_Work to be completed_. Reproduce the entries. Match every word.

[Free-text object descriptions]
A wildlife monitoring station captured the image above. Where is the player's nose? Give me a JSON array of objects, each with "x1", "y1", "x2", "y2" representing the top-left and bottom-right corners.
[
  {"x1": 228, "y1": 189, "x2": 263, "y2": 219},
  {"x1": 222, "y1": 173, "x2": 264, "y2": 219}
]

_Output of the task_.
A wildlife monitoring station captured the image above. Where is the player's nose? Give me a JSON array of objects, each with "x1", "y1", "x2", "y2" representing the top-left and bottom-right corners.
[
  {"x1": 228, "y1": 189, "x2": 263, "y2": 219},
  {"x1": 222, "y1": 173, "x2": 264, "y2": 219}
]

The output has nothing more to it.